EXCERPT TO READ
+===+

Drunk History (2013–…): Season 2, Episode 6 - Hollywood - full transcript

Orson Welles's Citizen Kane (1941) angers William Randolph Hearst, animator Ub Iwerkss helps Walt Disney create Mickey Mouse, and Nancy Reagan convinces her movie-star husband to enter politics. Featuring Jack Black, Tony Hale, Nick Kroll and John Lithgow.

- Orson Welles wrote, produced,
directed, he starred in it.

I am fucked up.

- And Ub looks at him,
and he says, what about a mouse?

Walt Disney, he's like,
yeah, let's do that.

- Nancy Davis, she knows,
I got... I got to talk to

the president of the Screen
Actors Guild, Ronald Reagan.

I've had a bottle of whiskey,

so tell me what you want me
to do.

♪♪

- Old Hollywood was, like,
liberally glamorous.

It was innate in those people,
and nowadays,



it just feels constructed
but super inauthentic.

- All of those people had,
like, a certain class.

- And you didn't know anything
about Jimmy Stewart,

but you wanted to.

Whereas now,
if he was on Twitter,

you'd know everything
about Jimmy Stewart

and you wouldn't care.

- This was before cell phones,
it's before iPads,

before people
had other distractions.

Back in the day,
that was the magic,

that silver... what was on
the silver screen.

- Bergie.
- Waters.

- How many beers will we have?

- We'll have as many as it takes
to tell a good story.



That's a many.

- Oh, you already been drinking.

- Drippies.

I'm really drunk right now.

- Is it bad?

Hello, today, we are going to be
discussing Orson Welles

and William Randolph Hearst.

William Randolph Hearst was the
biggest media mogul in America.

Three out of five people
read a Hearst paper.

He had owned 25% of the world's
most valuable art,

the second biggest private zoo
in the world,

he had started
to build San Simeon.

+===+

EXTRACTED RECORDS

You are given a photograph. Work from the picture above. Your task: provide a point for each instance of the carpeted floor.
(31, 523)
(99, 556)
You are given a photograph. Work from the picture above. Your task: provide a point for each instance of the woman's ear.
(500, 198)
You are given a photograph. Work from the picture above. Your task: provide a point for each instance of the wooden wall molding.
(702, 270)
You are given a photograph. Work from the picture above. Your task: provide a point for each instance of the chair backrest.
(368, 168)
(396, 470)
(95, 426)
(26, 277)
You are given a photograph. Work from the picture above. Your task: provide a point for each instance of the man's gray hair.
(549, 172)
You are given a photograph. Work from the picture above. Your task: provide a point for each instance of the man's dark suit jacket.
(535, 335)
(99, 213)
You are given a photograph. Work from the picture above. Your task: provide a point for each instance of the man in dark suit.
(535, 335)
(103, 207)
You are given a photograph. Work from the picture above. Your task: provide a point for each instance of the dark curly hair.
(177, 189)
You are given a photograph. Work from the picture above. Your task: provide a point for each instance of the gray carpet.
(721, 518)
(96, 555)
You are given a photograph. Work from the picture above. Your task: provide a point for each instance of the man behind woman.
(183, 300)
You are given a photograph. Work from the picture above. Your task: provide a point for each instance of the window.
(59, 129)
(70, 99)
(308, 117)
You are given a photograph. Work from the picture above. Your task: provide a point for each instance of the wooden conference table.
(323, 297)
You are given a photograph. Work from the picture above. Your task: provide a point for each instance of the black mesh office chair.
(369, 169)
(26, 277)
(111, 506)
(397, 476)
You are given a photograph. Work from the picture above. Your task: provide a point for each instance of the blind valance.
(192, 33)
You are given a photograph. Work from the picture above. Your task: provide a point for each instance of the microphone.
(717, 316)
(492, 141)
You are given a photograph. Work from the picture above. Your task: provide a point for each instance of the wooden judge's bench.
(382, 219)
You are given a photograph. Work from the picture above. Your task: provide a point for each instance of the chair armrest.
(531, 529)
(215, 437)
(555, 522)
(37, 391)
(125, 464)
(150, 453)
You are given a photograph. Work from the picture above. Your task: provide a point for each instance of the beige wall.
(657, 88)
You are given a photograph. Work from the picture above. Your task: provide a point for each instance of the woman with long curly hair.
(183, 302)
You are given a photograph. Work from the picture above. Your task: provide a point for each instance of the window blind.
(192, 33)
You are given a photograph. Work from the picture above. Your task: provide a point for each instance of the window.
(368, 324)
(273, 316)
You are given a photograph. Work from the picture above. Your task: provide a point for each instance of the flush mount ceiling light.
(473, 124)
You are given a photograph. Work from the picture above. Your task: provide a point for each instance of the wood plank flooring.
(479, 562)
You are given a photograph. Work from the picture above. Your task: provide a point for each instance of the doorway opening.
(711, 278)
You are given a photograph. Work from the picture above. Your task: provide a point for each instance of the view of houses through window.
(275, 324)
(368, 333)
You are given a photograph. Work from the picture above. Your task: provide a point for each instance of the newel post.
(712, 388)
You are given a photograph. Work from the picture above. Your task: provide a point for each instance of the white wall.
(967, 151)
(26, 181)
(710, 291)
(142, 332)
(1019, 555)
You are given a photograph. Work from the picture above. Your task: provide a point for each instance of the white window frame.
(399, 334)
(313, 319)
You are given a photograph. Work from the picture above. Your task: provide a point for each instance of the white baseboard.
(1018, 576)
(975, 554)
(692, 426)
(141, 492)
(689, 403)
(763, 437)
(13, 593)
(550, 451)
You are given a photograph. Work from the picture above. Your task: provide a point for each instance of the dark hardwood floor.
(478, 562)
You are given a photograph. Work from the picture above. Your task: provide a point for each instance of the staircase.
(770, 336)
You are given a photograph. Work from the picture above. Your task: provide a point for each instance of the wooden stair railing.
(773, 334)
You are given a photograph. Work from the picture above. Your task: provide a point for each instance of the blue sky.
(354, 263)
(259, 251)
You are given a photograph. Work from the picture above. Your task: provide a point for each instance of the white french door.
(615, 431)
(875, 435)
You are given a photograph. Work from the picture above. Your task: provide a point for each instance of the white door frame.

+===+

WRITTEN INSTRUCTION 1
Answer these from the Drunk History transcript, one line each:
(a) What does Ub suggest to Walt Disney?
(b) What position does Ronald Reagan hold when Nancy Davis decides she must talk to him?
(c) How many out of five people read a Hearst paper?
WRITTEN INSTRUCTION 2
Quote the part of the Drunk History transcript that opens with the words containing "Orson Welles's Citizen" and closes with "let's do that.".

FINISHED ANSWER 1
(a) A mouse.
(b) President of the Screen Actors Guild.
(c) Three out of five.

FINISHED ANSWER 2
Orson Welles's Citizen Kane (1941) angers William Randolph Hearst, animator Ub Iwerkss helps Walt Disney create Mickey Mouse, and Nancy Reagan convinces her movie-star husband to enter politics. Featuring Jack Black, Tony Hale, Nick Kroll and John Lithgow.

- Orson Welles wrote, produced,
directed, he starred in it.

I am fucked up.

- And Ub looks at him,
and he says, what about a mouse?

Walt Disney, he's like,
yeah, let's do that.